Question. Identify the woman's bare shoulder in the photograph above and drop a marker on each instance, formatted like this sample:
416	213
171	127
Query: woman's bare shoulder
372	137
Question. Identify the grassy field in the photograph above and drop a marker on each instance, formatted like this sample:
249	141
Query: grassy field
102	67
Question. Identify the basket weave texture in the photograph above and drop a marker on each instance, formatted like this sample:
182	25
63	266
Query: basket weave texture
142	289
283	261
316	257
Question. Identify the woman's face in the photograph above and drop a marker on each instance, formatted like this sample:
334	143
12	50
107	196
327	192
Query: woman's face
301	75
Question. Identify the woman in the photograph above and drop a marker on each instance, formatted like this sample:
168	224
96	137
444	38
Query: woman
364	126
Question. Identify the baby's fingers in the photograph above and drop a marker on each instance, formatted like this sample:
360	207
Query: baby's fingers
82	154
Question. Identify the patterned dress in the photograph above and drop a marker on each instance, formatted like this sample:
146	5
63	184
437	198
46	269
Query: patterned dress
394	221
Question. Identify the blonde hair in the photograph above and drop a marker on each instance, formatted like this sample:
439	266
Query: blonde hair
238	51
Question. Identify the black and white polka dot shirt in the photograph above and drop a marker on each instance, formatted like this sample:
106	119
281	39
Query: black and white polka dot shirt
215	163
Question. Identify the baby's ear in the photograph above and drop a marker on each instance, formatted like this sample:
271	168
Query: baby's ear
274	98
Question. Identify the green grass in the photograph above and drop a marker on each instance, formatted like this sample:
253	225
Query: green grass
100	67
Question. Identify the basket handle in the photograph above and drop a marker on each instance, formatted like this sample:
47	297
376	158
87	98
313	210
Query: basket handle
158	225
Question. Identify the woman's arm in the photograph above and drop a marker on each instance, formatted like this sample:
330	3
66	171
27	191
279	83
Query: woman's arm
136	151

Assigned task:
Each record must be printed again, word for word, with nothing dropped.

Solution:
Question. Identify the woman's bare shoulder in the photograph above and drop a marker on each instance, formatted like this sample:
416	213
171	127
Query: woman's bare shoulder
372	137
Question. Identify the grassy field in the photograph above and drop a marker on each instance, formatted like this sample:
249	141
Query: grassy field
102	67
Question. Identify the basket weave texture in the photograph above and drop a marker on each instance, formatted like this sample:
182	25
63	266
Query: basket weave texture
142	289
283	261
316	257
Question. Identify the woman's face in the photograph above and drop a marker on each instance, formatted like this sample:
334	143
12	50
107	196
327	192
Query: woman's face
301	75
Question. Identify the woman in the photograph above and drop a marker on each instance, formatted like this sample:
168	224
96	137
444	38
Query: woman
364	126
Question. Identify the baby's fingers in the photograph above and drop a marker on each instance, formatted like this sample:
360	207
Query: baby's fingers
82	154
Question. Identify the patterned dress in the photograph above and drop a marker on each instance, formatted like this sample:
146	5
63	184
437	198
46	269
Query: patterned dress
394	221
Question. Identify the blonde hair in the photograph above and drop a marker on each instance, formatted like this sample:
439	266
Query: blonde hair
238	51
Question. Identify the black and white polka dot shirt in the photograph above and drop a marker on each instance, formatted like this sample:
106	119
281	39
Query: black and white polka dot shirt
215	163
Question. Identify the baby's ear in the photograph above and drop a marker on each instance, formatted like this sample:
271	168
Query: baby's ear
274	98
Question. Identify the green grass in the photograph above and drop a marker on each instance, formatted like this sample:
253	225
Query: green grass
100	67
Question. Identify the basket handle in the photograph above and drop a marker on each instance, formatted like this sample:
47	297
376	158
87	98
313	210
Query: basket handle
158	225
Question. Identify the woman's arm in the photograph above and drop a marker on each instance, formatted like this sample:
330	3
66	171
27	191
279	83
Query: woman's arm
136	151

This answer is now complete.